Supplied material:

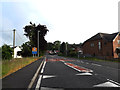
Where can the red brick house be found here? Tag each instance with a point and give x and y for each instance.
(103, 45)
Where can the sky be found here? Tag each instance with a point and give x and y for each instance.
(72, 21)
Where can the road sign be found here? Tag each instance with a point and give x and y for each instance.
(34, 50)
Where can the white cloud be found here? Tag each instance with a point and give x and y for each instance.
(70, 20)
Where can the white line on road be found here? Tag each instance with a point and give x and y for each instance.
(40, 78)
(106, 84)
(39, 82)
(113, 82)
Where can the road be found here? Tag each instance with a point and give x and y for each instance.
(60, 73)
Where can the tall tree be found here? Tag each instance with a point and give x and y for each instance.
(57, 45)
(62, 48)
(31, 31)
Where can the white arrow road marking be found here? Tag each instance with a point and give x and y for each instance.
(40, 77)
(106, 84)
(84, 73)
(48, 76)
(96, 64)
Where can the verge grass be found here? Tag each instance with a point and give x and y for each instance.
(10, 66)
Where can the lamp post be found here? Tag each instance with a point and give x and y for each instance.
(38, 43)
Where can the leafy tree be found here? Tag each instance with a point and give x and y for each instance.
(57, 45)
(50, 46)
(6, 52)
(26, 49)
(31, 31)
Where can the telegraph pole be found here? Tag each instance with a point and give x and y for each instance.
(13, 41)
(14, 38)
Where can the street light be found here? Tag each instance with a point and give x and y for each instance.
(38, 43)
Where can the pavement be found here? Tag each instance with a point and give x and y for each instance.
(60, 73)
(21, 78)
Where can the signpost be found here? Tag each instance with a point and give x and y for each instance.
(34, 51)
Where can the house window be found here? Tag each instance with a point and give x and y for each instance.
(92, 44)
(118, 41)
(99, 45)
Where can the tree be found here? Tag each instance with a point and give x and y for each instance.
(50, 46)
(6, 52)
(26, 49)
(57, 45)
(31, 31)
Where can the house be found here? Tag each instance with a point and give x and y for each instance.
(103, 45)
(16, 50)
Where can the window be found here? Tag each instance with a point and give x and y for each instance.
(99, 45)
(118, 41)
(92, 44)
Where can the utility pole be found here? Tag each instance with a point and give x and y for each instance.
(14, 38)
(13, 41)
(38, 43)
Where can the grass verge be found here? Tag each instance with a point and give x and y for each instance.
(93, 58)
(10, 66)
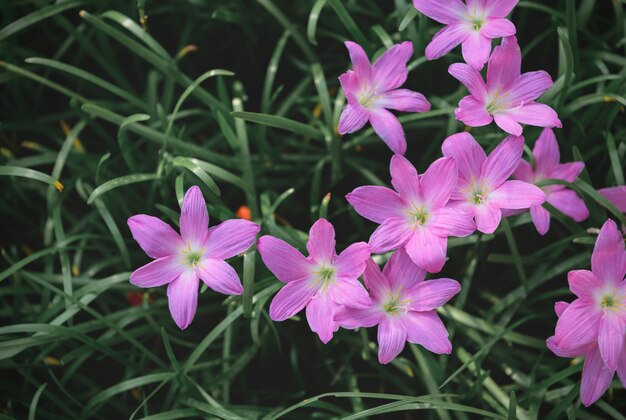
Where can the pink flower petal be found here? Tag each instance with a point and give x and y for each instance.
(445, 12)
(159, 272)
(503, 161)
(611, 339)
(446, 39)
(467, 154)
(570, 204)
(438, 182)
(472, 112)
(391, 234)
(578, 325)
(376, 203)
(517, 195)
(508, 124)
(353, 118)
(194, 218)
(427, 250)
(583, 283)
(360, 62)
(487, 218)
(390, 71)
(388, 128)
(284, 261)
(155, 237)
(404, 100)
(476, 49)
(496, 27)
(427, 330)
(449, 221)
(230, 238)
(291, 299)
(351, 262)
(321, 243)
(596, 378)
(320, 313)
(471, 78)
(391, 338)
(431, 294)
(219, 276)
(182, 298)
(504, 64)
(404, 178)
(401, 271)
(608, 261)
(541, 218)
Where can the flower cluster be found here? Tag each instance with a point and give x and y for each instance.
(464, 191)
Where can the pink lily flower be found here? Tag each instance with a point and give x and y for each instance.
(547, 158)
(473, 24)
(482, 189)
(403, 306)
(180, 261)
(508, 97)
(372, 89)
(416, 216)
(594, 324)
(321, 282)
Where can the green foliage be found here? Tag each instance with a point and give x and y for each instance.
(117, 109)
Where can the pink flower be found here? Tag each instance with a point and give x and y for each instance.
(371, 90)
(403, 307)
(473, 24)
(547, 158)
(415, 216)
(594, 324)
(482, 189)
(321, 282)
(508, 97)
(197, 253)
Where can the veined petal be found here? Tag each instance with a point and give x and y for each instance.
(219, 276)
(471, 78)
(427, 250)
(404, 100)
(283, 260)
(388, 128)
(230, 238)
(504, 64)
(182, 298)
(431, 294)
(476, 49)
(391, 234)
(390, 71)
(320, 313)
(427, 330)
(154, 236)
(596, 378)
(291, 299)
(353, 118)
(438, 182)
(608, 261)
(472, 112)
(583, 283)
(503, 161)
(159, 272)
(467, 154)
(376, 203)
(496, 27)
(321, 243)
(517, 195)
(194, 218)
(391, 338)
(446, 39)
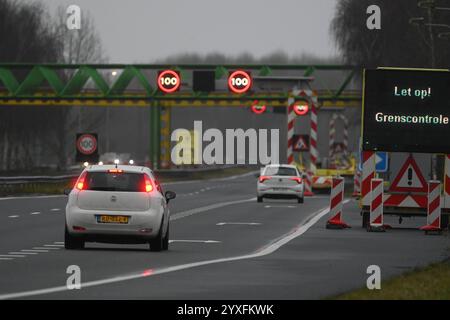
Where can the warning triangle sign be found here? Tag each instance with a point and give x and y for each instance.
(409, 178)
(301, 143)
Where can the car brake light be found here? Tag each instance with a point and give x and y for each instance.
(115, 171)
(299, 180)
(148, 184)
(81, 183)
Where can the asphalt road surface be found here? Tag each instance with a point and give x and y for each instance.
(224, 245)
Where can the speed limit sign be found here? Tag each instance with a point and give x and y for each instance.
(168, 81)
(239, 81)
(86, 145)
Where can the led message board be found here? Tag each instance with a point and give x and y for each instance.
(406, 110)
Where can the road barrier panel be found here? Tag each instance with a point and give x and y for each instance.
(308, 184)
(433, 208)
(357, 184)
(336, 204)
(376, 206)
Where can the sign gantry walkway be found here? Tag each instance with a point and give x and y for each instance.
(136, 85)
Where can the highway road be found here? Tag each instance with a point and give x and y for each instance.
(224, 245)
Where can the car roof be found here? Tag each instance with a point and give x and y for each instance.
(125, 168)
(282, 165)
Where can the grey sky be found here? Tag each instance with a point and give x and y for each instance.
(145, 30)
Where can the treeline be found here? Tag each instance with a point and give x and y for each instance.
(37, 136)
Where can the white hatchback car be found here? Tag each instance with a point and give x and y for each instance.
(117, 204)
(280, 181)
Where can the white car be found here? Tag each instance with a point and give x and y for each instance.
(117, 204)
(280, 181)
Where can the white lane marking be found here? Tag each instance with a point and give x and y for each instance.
(35, 197)
(191, 212)
(210, 180)
(268, 249)
(195, 241)
(21, 253)
(12, 255)
(279, 206)
(239, 223)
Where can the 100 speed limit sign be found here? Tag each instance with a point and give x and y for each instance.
(87, 144)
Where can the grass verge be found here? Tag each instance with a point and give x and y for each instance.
(429, 283)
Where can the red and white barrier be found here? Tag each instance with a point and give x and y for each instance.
(308, 184)
(368, 164)
(336, 204)
(433, 207)
(357, 184)
(376, 205)
(290, 130)
(313, 151)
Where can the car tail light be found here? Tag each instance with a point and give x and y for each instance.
(115, 171)
(148, 186)
(297, 179)
(81, 182)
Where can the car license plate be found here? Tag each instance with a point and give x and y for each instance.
(113, 219)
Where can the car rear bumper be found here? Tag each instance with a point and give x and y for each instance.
(292, 192)
(141, 224)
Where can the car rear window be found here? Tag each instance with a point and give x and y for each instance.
(107, 181)
(280, 171)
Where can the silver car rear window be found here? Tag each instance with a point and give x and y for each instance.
(107, 181)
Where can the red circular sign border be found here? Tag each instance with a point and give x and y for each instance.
(172, 73)
(302, 113)
(247, 75)
(79, 146)
(256, 111)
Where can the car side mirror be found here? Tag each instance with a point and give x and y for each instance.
(169, 195)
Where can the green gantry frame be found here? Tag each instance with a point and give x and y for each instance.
(65, 84)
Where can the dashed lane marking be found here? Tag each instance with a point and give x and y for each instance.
(22, 253)
(271, 247)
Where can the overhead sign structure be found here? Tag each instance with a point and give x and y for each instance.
(239, 81)
(381, 162)
(87, 147)
(406, 110)
(301, 109)
(258, 108)
(168, 81)
(301, 142)
(409, 178)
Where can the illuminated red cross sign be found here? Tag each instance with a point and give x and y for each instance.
(168, 81)
(301, 109)
(239, 81)
(258, 108)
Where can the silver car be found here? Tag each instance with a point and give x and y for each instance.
(280, 181)
(117, 204)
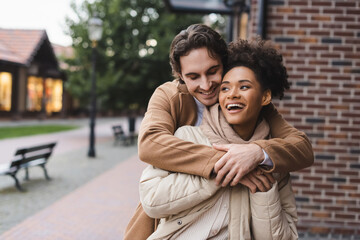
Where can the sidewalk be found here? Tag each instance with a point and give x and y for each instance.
(86, 199)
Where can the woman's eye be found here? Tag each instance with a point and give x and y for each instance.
(193, 77)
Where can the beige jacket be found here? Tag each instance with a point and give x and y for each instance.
(181, 198)
(172, 106)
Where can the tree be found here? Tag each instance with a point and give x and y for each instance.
(132, 57)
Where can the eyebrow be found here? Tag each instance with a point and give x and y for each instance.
(193, 73)
(240, 81)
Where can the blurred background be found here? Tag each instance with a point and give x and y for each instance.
(47, 71)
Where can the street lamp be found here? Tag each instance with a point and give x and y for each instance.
(95, 32)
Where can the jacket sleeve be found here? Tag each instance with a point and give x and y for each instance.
(157, 144)
(163, 193)
(274, 215)
(289, 149)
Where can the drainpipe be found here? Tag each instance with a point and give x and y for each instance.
(262, 17)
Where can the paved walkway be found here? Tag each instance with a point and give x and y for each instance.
(86, 199)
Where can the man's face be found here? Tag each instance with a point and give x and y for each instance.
(242, 97)
(202, 75)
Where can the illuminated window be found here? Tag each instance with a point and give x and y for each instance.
(5, 91)
(244, 25)
(54, 91)
(34, 93)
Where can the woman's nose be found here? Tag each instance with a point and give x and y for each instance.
(234, 93)
(205, 84)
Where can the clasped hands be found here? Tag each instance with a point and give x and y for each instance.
(240, 165)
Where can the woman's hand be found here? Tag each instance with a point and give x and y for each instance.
(258, 180)
(239, 160)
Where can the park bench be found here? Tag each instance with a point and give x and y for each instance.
(121, 137)
(28, 157)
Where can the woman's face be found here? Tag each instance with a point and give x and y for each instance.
(202, 75)
(241, 97)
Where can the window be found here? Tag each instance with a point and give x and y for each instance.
(5, 91)
(53, 94)
(34, 93)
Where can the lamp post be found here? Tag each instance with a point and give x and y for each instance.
(95, 32)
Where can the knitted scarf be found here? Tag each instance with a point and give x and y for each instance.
(219, 131)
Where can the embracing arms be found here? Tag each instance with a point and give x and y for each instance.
(170, 108)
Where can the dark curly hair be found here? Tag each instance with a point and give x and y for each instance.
(194, 37)
(264, 60)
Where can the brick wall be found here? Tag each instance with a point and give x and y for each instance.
(320, 42)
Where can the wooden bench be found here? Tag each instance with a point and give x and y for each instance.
(28, 157)
(121, 137)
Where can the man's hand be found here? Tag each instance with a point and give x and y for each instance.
(258, 180)
(239, 160)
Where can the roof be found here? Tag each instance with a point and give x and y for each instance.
(20, 46)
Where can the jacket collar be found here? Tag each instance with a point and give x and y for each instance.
(181, 86)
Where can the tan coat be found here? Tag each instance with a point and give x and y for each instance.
(177, 197)
(171, 107)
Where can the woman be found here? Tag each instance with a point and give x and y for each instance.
(191, 207)
(197, 56)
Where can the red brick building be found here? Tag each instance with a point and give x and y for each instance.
(320, 42)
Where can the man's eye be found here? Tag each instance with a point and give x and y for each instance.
(212, 72)
(193, 77)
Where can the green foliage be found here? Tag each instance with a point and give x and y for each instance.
(132, 56)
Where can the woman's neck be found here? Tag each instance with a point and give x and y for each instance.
(246, 131)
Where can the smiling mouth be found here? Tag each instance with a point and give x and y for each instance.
(234, 106)
(208, 92)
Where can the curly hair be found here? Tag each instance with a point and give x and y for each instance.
(264, 60)
(194, 37)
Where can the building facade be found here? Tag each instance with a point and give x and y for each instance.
(320, 42)
(31, 83)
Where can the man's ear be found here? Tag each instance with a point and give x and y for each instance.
(266, 97)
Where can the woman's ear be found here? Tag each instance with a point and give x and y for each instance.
(266, 97)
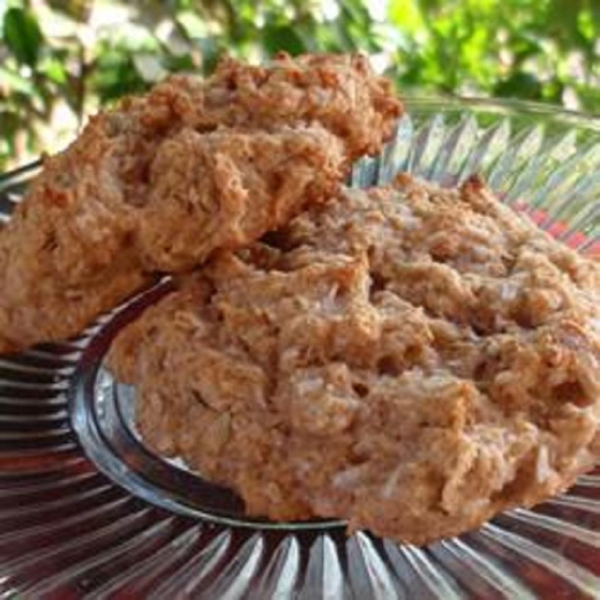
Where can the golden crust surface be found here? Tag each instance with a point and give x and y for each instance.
(411, 359)
(165, 179)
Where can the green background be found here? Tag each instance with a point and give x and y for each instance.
(61, 60)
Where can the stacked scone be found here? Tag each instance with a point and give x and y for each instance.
(411, 359)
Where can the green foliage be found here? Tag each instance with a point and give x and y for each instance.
(70, 57)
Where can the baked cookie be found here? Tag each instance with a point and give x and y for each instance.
(165, 179)
(411, 359)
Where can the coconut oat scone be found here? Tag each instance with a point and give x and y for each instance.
(411, 359)
(166, 178)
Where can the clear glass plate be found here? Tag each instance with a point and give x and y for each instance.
(87, 511)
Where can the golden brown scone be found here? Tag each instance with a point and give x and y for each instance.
(167, 178)
(413, 360)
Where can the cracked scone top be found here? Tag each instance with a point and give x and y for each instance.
(165, 179)
(411, 359)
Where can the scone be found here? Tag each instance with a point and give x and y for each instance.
(167, 178)
(411, 359)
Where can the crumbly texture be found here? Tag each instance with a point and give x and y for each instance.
(411, 359)
(167, 178)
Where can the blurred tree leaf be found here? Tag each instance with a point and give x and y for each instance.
(520, 84)
(79, 10)
(283, 38)
(22, 35)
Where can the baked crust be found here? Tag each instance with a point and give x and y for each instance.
(412, 359)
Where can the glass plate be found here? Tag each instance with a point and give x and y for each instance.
(87, 511)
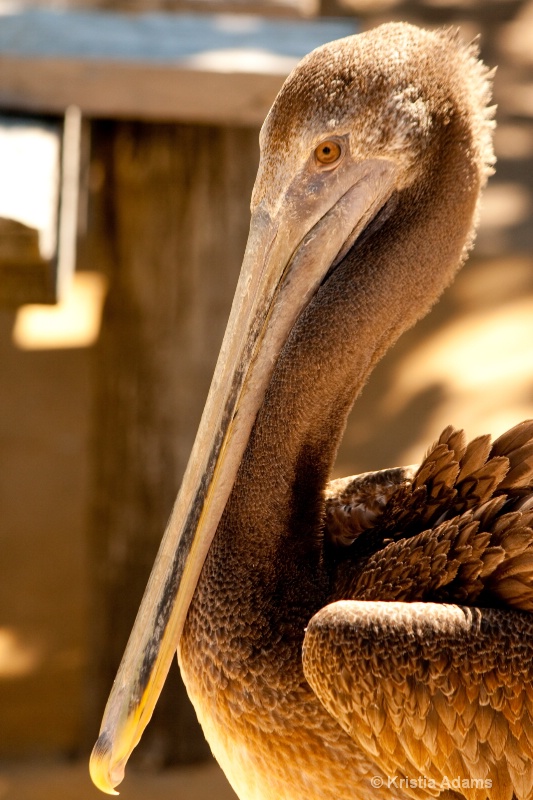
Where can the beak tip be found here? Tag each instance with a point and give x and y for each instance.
(105, 776)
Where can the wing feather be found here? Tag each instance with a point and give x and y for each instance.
(430, 691)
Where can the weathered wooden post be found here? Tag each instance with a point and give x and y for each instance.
(168, 218)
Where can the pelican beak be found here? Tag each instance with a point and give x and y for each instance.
(288, 254)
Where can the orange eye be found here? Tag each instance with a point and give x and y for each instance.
(328, 152)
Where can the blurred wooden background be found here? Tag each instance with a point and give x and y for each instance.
(95, 429)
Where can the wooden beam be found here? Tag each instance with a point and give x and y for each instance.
(218, 69)
(29, 200)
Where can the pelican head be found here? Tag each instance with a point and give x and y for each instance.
(387, 125)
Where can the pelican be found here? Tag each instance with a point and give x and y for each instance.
(370, 635)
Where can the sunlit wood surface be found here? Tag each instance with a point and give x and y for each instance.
(469, 363)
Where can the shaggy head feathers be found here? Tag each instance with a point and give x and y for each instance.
(394, 90)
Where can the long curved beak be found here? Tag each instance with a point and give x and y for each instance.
(287, 256)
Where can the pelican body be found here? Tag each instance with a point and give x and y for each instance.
(372, 632)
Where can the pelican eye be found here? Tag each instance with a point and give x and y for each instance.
(328, 152)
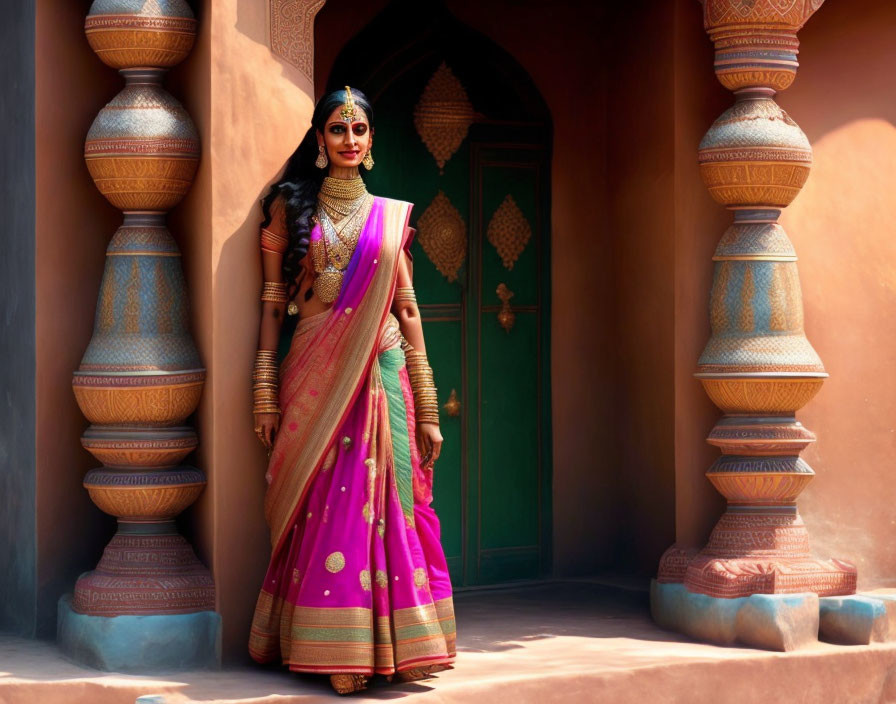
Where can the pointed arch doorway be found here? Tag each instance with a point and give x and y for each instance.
(482, 211)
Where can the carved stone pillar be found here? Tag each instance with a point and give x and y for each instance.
(150, 603)
(758, 367)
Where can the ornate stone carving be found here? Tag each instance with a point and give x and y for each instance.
(292, 32)
(443, 115)
(442, 232)
(142, 149)
(755, 40)
(509, 231)
(141, 376)
(758, 367)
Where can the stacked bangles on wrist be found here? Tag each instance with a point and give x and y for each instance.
(426, 401)
(266, 382)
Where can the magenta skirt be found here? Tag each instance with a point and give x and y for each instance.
(361, 585)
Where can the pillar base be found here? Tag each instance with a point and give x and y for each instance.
(140, 644)
(769, 621)
(740, 577)
(859, 619)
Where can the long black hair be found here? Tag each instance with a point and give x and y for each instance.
(301, 182)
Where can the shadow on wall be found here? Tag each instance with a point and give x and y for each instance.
(253, 21)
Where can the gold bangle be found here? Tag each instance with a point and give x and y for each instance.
(274, 292)
(405, 293)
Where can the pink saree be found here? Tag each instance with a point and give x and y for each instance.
(357, 581)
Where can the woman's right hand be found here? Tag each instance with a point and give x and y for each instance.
(266, 427)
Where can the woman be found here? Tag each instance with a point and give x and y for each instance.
(357, 582)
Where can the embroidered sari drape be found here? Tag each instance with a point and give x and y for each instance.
(357, 580)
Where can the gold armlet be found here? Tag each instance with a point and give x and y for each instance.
(274, 292)
(272, 242)
(405, 294)
(266, 382)
(426, 401)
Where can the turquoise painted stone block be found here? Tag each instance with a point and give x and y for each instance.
(770, 621)
(858, 619)
(140, 644)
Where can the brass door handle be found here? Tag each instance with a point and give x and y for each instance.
(452, 405)
(506, 316)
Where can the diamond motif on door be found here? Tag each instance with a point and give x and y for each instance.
(442, 232)
(444, 115)
(509, 231)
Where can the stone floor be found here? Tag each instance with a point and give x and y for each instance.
(577, 641)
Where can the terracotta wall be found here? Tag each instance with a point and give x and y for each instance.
(73, 226)
(842, 229)
(18, 541)
(633, 232)
(251, 109)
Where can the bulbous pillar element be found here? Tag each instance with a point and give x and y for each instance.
(141, 377)
(758, 366)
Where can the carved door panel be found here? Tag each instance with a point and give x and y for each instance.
(492, 482)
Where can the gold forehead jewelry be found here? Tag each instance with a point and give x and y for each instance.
(348, 110)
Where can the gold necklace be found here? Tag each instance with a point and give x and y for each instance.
(340, 197)
(343, 208)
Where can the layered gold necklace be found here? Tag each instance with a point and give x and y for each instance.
(343, 207)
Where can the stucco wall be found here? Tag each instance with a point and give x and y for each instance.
(633, 233)
(18, 544)
(251, 114)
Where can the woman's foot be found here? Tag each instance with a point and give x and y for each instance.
(346, 684)
(419, 673)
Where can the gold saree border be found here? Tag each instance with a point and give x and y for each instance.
(351, 639)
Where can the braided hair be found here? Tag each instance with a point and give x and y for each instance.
(301, 182)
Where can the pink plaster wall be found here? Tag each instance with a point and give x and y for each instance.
(252, 112)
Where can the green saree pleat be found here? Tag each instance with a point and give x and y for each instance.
(391, 362)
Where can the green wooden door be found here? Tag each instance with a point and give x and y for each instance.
(492, 482)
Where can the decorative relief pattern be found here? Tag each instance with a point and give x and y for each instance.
(443, 115)
(758, 365)
(509, 231)
(292, 32)
(141, 376)
(442, 232)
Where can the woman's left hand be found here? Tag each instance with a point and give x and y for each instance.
(429, 441)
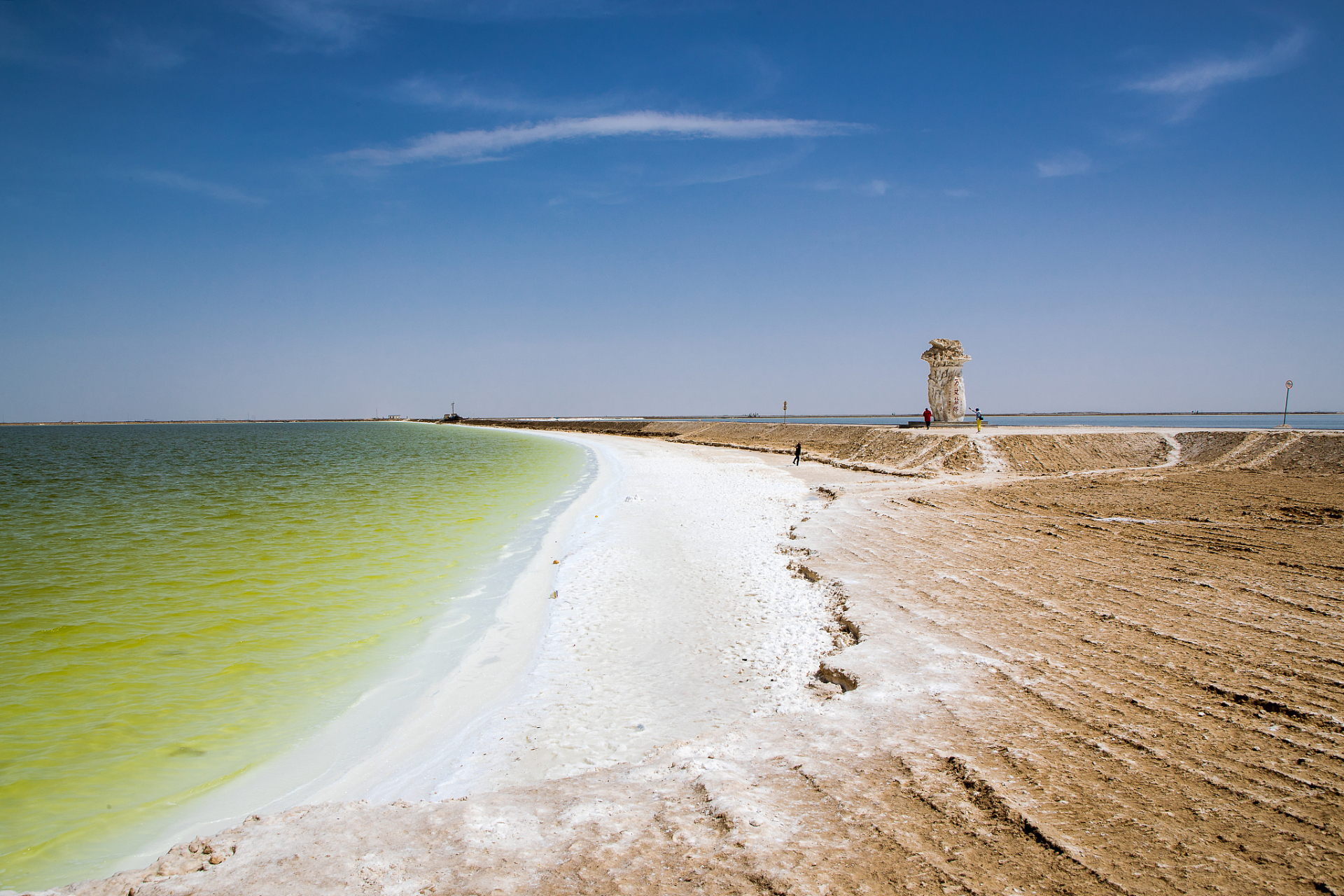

Aim of the exercise: How many lines of the records contain the word "crust"? Give only the number.

Complete output: 2